[Start of section]

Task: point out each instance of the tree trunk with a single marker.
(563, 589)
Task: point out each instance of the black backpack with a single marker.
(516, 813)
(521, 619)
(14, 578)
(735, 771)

[End of section]

▸ Task instructions
Beginning at the line that holds "Task: point out each instance of the black", reproduce each line of the records above down to and including the last one.

▸ Result of this task
Task: point out each instance of the black backpack with a single marker.
(516, 813)
(521, 619)
(14, 578)
(735, 771)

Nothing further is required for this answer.